▸ SOAL 1
Wilayah administratif apa saja yang disebut dalam teks tentang pabrik pengolahan ikan beku di Flores Timur sebagai lokasi bangunan tersebut?
▸ SOAL 2
Lanjutkan teks berita tentang pabrik pengolahan ikan beku di Flores Timur mulai setelah kalimat terakhirnya.

Larantuka, Ekorantt.com – Bangunan Integrated Cold Strorage (ICS) atau pabrik pengolahan ikan beku berkapasitas 100 ton di Desa Wailolong, Kecamatan Ilemandiri, Kabupaten Flores Timur, Provinsi Nusa Tenggara Timur (NTT), terkesan dibiarkan terlantar alias mubazir.
Gedung itu dibangun oleh Kementerian Kelautan dan Perikanan (KKP) melalui PT Titian Mandiri Jakarta pada tahun anggaran 2017. Nilai anggarannya sebesar Rp15,4 miliar yang bersumber dari Anggaran Pendapatan dan Belanja Negara (APBN).
“Sejak selesai dibangun pada tahun 2018, tidak ada aktivitas kerja, keluar dan masuk di bangunan tersebut. Hanya warga di sini yang menggunakan jalan masuk pabrik menuju ke kebun sayur mereka,” tutur Safer Tukan, 33 tahun, warga Wailolong kepada Ekora NTT, pada Sabtu pekan lalu.
Kondisi Terkini
Pemandangan tak terawat sudah menjadi hal biasa bagi Safer atau warga sekitar yang sering melintasi jalur trans Flores Larantuka-Maumere.

▸ BAHAN BELAJAR
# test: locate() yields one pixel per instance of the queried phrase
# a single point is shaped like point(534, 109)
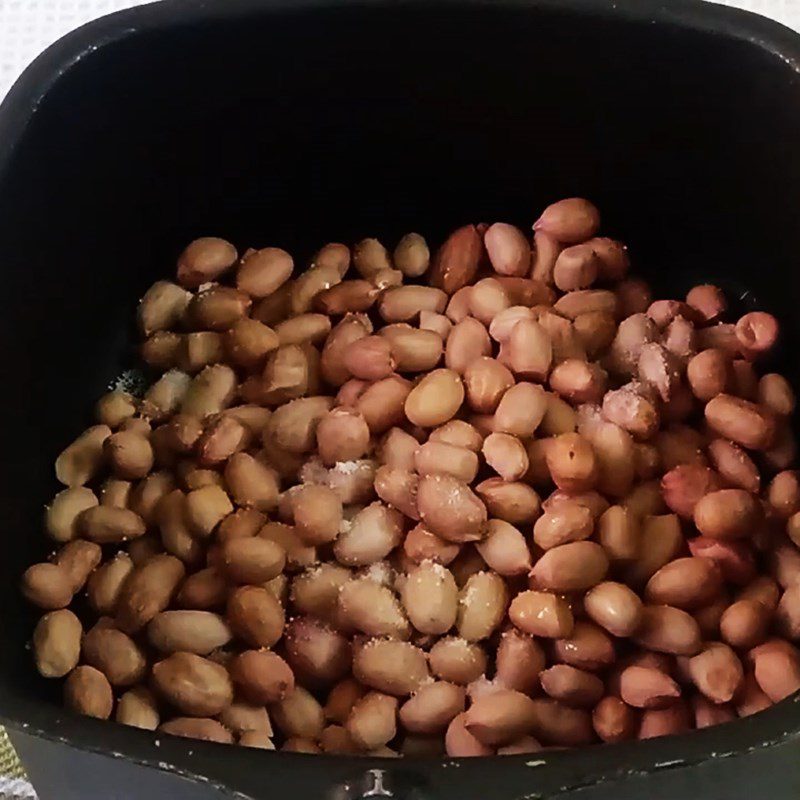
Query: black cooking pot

--

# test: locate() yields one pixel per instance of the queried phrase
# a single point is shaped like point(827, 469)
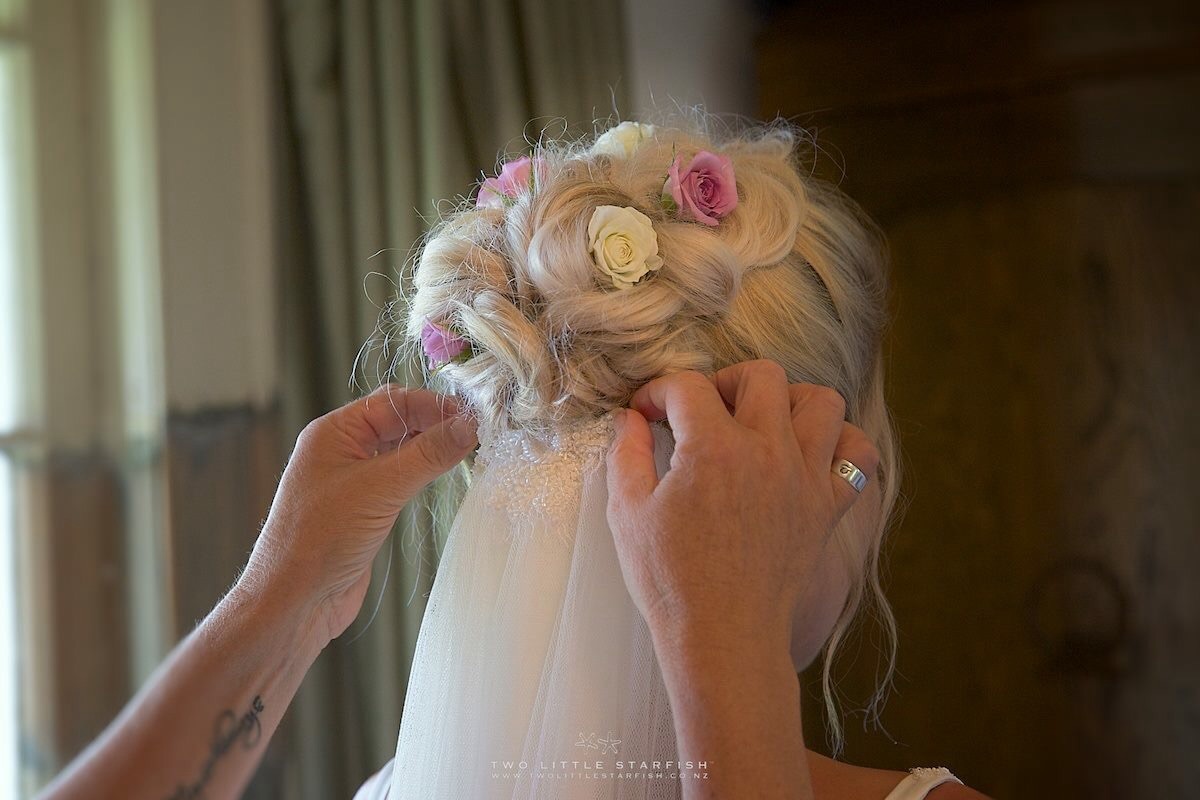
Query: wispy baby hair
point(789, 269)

▸ JAWABAN YANG DIHARAPKAN 1
Desa Wailolong, Kecamatan Ilemandiri, Kabupaten Flores Timur, Provinsi Nusa Tenggara Timur (NTT)

▸ JAWABAN YANG DIHARAPKAN 2
Rumput liar sudah menyambut di pintu masuk pabrik. Dan rumput liar setinggi pinggang orang dewasa itu, tumbuh di sekeliling gedung.
Bangunan penginapan karyawan nyaris tak terlihat dari sisi depan karena tertutup rumput tinggi. Bangunan yang semula bagus, kini berubah menjadi kotor dan kumuh.
Ruangan penginapan itu tampak tidak terurus lagi. Sarang tawon penyengat menempel dan bertebaran di sudut-sudut dan langit-langit ruangan.
Sementara di bagian utara pabrik, sebuah pipa air minum tampak terlepas dan air dibiarkan mengalir menuju ke lokasi kebun sayur warga.
Begitu pula talaud pelindung pantai bagian selatan nyaris ambruk. Sebagiannya sudah jebol. Kala pasang naik, air laut masuk hingga ke wilayah pabrik. Kotoran pun menumpuk di sana.
Pagar besi pembatas wilayah pantai dan pabrik yang terpasang di atas talaud pun sudah rusak. Nyaris tidak terlihat lagi sisa-sisa pagar besi itu karena raib termakan abrasi laut.
Safer bilang, ada beberapa warga setempat digaji untuk menjaga bangunan saat awal dibuka. Namun, hanya bertahan beberapa bulan, kemudian tidak terlihat lagi.
“Setelah itu kosong saja bertahun-tahun dari dulu. Baru-baru ini, beberapa bulan baru listrik di situ menyala. Dulu, gelap dan tidak berpenghuni, jadinya seram kita lewat di situ,” kata Safer.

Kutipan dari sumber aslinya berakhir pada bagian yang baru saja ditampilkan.